Peter Cahill: [00:04:31] And at the same time it was quite clear from my connections in all these companies that it was quite clear that they were working on making their own platforms better. While there was this kind of consolidation, nobody was really coming to market making voice technologies available. So a good example is even the Amazon Alexa, where there are skills available today, and you can add your own skills very easily....but you're still kind of limited in terms of what a skill can actually do. And so that motivated me to set up voice as an independent complete voice AI platform which could not just make the technologies available for everyone else and but also make it easy for people to actually use their products.
Bradley Metrock: [00:05:09] Interesting. Thank you for all of that insight. Obviously this sector and this nexus of voice technology and artificial intelligence is deep in your blood. Give me the 30, 60 second elevator pitch and you were starting to get into it just there at the end of that. Give me the 30 to 60 second elevator pitch of "I am with company X...", let's say I'm with Delta Airlines and I want to have a voice assistant I come to you I ask you what do you do....and you tell me what?

--------------------

Written request a: Locate each row below that contains the word "white", and copy every one of those rows in full.

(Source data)
--------------------

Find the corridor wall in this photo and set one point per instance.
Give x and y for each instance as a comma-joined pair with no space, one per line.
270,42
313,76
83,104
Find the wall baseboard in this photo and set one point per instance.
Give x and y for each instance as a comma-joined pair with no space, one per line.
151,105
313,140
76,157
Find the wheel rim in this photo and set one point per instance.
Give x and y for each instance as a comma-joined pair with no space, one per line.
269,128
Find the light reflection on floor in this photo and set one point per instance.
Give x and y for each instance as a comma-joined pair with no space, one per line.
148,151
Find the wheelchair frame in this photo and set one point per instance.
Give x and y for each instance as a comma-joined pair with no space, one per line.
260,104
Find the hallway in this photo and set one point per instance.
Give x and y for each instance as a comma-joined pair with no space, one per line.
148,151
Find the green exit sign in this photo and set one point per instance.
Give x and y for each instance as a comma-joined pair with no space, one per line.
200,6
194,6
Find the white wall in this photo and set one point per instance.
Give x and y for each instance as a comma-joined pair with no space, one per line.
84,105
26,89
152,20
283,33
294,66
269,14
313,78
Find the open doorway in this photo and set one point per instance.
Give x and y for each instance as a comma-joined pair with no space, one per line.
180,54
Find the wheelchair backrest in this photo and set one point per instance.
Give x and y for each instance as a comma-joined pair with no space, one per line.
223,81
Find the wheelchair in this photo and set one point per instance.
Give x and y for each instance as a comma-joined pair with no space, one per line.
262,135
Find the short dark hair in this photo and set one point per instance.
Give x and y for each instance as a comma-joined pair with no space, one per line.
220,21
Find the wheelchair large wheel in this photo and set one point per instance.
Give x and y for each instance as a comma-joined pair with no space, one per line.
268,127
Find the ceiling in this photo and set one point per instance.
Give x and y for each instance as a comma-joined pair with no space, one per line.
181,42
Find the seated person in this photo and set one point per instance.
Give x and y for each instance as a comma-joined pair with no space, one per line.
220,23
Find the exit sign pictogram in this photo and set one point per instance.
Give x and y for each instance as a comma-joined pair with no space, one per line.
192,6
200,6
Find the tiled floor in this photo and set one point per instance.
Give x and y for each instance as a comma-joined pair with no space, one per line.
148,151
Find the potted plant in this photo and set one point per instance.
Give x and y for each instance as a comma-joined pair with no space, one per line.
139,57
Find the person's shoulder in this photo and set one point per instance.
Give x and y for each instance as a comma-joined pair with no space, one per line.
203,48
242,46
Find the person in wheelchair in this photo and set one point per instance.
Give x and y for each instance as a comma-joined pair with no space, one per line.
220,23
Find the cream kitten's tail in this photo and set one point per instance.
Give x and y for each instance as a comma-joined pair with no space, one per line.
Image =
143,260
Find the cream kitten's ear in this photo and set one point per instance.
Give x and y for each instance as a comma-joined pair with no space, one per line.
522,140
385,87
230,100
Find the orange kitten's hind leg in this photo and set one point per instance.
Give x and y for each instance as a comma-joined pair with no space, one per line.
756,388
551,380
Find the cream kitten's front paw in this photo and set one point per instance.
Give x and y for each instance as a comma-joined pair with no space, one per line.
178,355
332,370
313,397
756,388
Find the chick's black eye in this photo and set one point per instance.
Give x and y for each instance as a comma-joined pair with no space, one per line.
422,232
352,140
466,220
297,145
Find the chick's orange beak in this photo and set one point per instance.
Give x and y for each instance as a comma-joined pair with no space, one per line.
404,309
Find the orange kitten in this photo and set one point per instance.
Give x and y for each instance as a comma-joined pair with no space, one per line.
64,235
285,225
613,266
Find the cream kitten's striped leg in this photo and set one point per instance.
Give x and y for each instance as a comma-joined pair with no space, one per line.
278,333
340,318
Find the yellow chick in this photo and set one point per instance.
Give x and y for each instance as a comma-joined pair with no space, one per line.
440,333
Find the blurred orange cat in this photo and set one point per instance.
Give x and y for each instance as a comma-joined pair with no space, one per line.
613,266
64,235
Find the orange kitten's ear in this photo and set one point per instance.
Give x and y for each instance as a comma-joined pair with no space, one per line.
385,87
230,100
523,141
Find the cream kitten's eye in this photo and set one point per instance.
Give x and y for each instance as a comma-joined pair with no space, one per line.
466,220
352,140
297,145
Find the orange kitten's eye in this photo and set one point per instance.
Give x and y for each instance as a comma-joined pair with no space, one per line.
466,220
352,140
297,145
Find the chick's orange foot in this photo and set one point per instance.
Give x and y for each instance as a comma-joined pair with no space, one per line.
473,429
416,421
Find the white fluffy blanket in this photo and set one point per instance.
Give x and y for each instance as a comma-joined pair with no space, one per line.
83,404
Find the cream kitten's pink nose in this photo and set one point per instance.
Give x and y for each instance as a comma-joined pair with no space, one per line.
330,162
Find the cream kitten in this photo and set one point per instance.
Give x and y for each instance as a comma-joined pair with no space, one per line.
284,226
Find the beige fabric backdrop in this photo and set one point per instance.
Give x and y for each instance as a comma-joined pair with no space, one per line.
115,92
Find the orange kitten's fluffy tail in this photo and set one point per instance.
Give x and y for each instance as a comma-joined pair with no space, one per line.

--------------------

Written request b: Repeat the part of the interview transcript above word for word, starting at "Bradley Metrock: [00:05:09]" and ending at "tell me what?".

Full answer a:
Find the white wall in this photo and set one point per instance.
Find the white fluffy blanket in this photo and set one point per instance.

Full answer b:
Bradley Metrock: [00:05:09] Interesting. Thank you for all of that insight. Obviously this sector and this nexus of voice technology and artificial intelligence is deep in your blood. Give me the 30, 60 second elevator pitch and you were starting to get into it just there at the end of that. Give me the 30 to 60 second elevator pitch of "I am with company X...", let's say I'm with Delta Airlines and I want to have a voice assistant I come to you I ask you what do you do....and you tell me what?